> **WHAT THE TASK ASKS**:
Can you write out each of the entries below word for word, with no changes?

──────── DATA

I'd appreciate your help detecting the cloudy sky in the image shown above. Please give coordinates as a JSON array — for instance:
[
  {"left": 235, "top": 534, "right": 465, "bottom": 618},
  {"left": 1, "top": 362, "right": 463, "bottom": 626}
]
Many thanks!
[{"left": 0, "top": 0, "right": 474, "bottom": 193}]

────────────────

> **EXERCISE RESPONSE**:
I'd appreciate your help detecting the cloudy sky in the image shown above. Please give coordinates as a JSON array — for instance:
[
  {"left": 235, "top": 534, "right": 465, "bottom": 618},
  {"left": 1, "top": 362, "right": 463, "bottom": 626}
]
Many thanks!
[{"left": 0, "top": 0, "right": 474, "bottom": 193}]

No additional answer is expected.